> **DESCRIPTION OF THE TASK**:
Reproduce every entry word for word.

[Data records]
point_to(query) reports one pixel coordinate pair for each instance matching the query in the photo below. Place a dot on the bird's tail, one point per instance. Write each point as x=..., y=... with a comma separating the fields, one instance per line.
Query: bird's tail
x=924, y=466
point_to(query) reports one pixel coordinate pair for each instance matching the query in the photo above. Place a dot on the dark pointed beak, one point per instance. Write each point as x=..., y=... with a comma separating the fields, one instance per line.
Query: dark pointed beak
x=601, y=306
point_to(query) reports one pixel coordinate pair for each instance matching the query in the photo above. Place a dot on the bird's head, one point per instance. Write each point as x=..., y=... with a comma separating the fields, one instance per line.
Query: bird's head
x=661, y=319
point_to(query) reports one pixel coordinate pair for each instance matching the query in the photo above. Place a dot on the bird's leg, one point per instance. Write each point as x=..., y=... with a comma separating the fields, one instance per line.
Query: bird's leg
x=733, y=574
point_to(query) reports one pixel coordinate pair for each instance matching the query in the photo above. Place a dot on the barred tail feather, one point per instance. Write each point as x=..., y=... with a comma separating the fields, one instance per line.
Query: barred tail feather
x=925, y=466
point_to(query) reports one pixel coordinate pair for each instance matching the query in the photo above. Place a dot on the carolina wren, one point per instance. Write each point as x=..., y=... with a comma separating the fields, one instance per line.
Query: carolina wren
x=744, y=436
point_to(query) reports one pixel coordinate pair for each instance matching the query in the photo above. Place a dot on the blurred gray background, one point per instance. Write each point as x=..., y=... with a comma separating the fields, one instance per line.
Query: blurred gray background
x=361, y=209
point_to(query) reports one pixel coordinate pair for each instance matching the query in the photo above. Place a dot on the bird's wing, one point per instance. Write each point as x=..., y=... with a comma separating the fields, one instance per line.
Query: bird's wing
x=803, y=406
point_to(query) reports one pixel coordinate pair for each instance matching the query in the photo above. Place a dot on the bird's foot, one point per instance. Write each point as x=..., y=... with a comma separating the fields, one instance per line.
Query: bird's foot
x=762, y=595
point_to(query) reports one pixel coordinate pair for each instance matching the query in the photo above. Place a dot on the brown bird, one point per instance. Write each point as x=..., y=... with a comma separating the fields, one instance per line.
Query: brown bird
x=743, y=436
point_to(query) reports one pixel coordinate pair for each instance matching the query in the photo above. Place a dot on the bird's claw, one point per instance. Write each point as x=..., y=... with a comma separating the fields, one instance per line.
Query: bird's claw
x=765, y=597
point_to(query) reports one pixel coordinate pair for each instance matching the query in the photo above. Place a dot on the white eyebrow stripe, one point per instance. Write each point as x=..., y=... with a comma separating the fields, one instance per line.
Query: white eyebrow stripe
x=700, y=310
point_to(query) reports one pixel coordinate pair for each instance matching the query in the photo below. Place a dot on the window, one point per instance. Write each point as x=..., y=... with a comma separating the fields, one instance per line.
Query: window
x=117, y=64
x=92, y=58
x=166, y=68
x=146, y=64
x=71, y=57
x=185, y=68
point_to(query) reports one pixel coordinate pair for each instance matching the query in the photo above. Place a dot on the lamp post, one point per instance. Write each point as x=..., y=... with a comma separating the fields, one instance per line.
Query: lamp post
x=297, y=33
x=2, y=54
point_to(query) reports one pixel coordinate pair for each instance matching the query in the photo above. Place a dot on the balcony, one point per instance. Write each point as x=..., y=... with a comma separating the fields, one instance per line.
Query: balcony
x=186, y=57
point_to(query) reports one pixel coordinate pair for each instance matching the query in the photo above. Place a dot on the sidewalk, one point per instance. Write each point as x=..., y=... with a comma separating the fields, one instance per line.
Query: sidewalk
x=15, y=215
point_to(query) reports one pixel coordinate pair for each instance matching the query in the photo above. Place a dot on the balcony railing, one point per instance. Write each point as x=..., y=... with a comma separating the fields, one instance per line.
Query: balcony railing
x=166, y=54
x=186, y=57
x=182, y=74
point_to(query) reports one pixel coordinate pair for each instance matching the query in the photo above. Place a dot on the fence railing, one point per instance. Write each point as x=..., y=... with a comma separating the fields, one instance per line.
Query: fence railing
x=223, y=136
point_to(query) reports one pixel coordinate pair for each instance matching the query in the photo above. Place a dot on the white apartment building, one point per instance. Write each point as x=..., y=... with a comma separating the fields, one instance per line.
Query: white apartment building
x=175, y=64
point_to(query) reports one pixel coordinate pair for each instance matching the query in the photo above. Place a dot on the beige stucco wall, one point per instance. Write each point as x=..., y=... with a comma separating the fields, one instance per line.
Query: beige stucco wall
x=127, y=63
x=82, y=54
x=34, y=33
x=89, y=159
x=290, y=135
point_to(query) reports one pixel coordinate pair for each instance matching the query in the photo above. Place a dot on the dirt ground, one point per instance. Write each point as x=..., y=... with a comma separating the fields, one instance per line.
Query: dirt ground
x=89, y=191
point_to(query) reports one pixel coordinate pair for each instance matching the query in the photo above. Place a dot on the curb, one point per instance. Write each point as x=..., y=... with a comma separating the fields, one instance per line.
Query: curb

> **ANSWER TO THIS PROBLEM**:
point_to(query) reports one pixel coordinate pair for each instance matching the query in the photo below. Place a dot on the bird's tail, one point per instance. Write each point as x=..., y=... with a comma separating the fields, one instance per line.
Query: bird's tail
x=924, y=466
point_to(query) reports one pixel coordinate pair for each instance matching the query in the photo above. Place a dot on the dark pointed beak, one point per instance. Write each point as x=..., y=... with a comma separating the fields, one instance per line.
Query: dark pointed beak
x=601, y=306
point_to(query) reports one pixel coordinate pair for each instance matching the query in the photo above. Place a dot on the bird's head, one point per instance. Write each point as x=..., y=... with a comma separating the fields, one instance per line.
Query: bird's head
x=661, y=319
point_to(query) reports one pixel coordinate pair for each instance matching the query in the photo above. Place a dot on the bird's leg, one point per instance. Write each point as x=..., y=... with a comma separating the fields, one instance per line.
Query: bird's leg
x=733, y=574
point_to(query) reports one pixel coordinate pair for each instance matching the query in the photo above. Place a dot on the barred tail feather, one point per instance. Write each point as x=..., y=... with a comma separating the fields, one instance per line.
Query: barred tail feather
x=925, y=466
point_to(query) reports one pixel coordinate pair for each instance matching the query in the photo above. Place a dot on the carolina wren, one point per instance. Write each point as x=..., y=... with a comma separating the fields, one instance per line.
Query: carolina wren
x=744, y=436
point_to(query) reports one pixel coordinate pair for each instance matching the query in the photo above. Place a dot on the blurred gray background, one point per instance. Write each point as x=..., y=... with a comma separating the fields, one instance per line.
Query: blurred gray background
x=361, y=209
point_to(query) reports one pixel coordinate pair for each instance matching the query in the photo above. Place a dot on the bird's wing, one point per instance. Write each point as x=..., y=... with a comma separating the fields, one instance per line.
Query: bird's wing
x=803, y=406
point_to(query) reports one pixel coordinate pair for each instance matching the query in the photo above. Place a dot on the bird's foot, one point per instance. Write each point as x=..., y=... with a comma separating the fields, one instance per line.
Query: bird's foot
x=762, y=595
point_to(query) reports one pixel coordinate pair for each instance matching the query in the photo above. Place a dot on the brown bird, one point per instance. Write each point as x=..., y=... with a comma separating the fields, one instance per line.
Query: brown bird
x=743, y=436
point_to(query) reports one pixel coordinate pair for each instance matching the query in the photo above. Place a dot on the bird's claw, one point per instance. Write each point as x=..., y=... with a comma separating the fields, one instance per line.
Query: bird's claw
x=765, y=597
point_to(query) reports one pixel coordinate pair for each instance matching the query in the photo above. Place a dot on the white eyebrow stripe, one point per instance. Write each point as x=..., y=... with a comma separating the fields, one instance per line.
Query: white eyebrow stripe
x=700, y=310
point_to(query) reports one pixel coordinate pair for each instance matching the query in the photo below. Place a dot on the window, one point per instance. Write each point as x=..., y=... with a comma separating the fields, one instance per line.
Query: window
x=117, y=64
x=92, y=58
x=166, y=68
x=146, y=64
x=71, y=57
x=185, y=68
point_to(query) reports one pixel coordinate pair for each instance matching the query in the photo above. Place a dot on the lamp post, one point per instance. Write each point as x=..., y=... with a comma separating the fields, one instance per line.
Query: lamp post
x=297, y=33
x=2, y=54
point_to(query) reports one pixel coordinate pair for each instance matching the query in the photo above. Place a dot on the balcony, one point per instance. Write each point as x=..., y=... with a comma separating the fields, one instance per line.
Query: balcony
x=186, y=57
point_to(query) reports one pixel coordinate pair for each instance matching the query in the photo above. Place a dot on the sidewalk, one point per instance. Write each point as x=..., y=... with a comma separating the fields, one instance per line.
Query: sidewalk
x=15, y=215
point_to(query) reports one pixel coordinate pair for each instance matching the query in the photo above. Place a dot on the balcony railing, one point per instance. Write each point as x=..., y=... with a comma separating the fields, one instance per line.
Query: balcony railing
x=166, y=54
x=186, y=57
x=182, y=74
point_to(query) reports one pixel coordinate pair for each instance matching the query in the photo above. Place a dot on the fence railing, one point per instance. Write each point as x=..., y=... with a comma separating the fields, one instance per line.
Query: fence railing
x=223, y=136
point_to(query) reports one pixel coordinate pair for each instance matching the query in the photo above. Place a dot on the white apartment building, one point per instance. Write each point as x=..., y=... with a comma separating the fields, one instance per line.
Query: white apartment building
x=175, y=64
point_to(query) reports one pixel coordinate pair for each instance matching the query in the photo above. Place a dot on the beige stucco wall, one point per instance. Write each point as x=..., y=... with a comma separating the fields, one instance per line.
Query: beige stucco wall
x=127, y=63
x=82, y=54
x=34, y=33
x=89, y=159
x=290, y=135
point_to(query) reports one pixel coordinate pair for each instance matching the query in the photo above. Place a dot on the dirt ground, one point per instance. Write each point as x=..., y=... with a comma separating the fields, one instance per line.
Query: dirt ground
x=89, y=191
point_to(query) reports one pixel coordinate pair for each instance matching the query in the photo above. Place a dot on the curb, one point per instance. Write each point as x=..., y=... with a comma separating the fields, one instance per line.
Query: curb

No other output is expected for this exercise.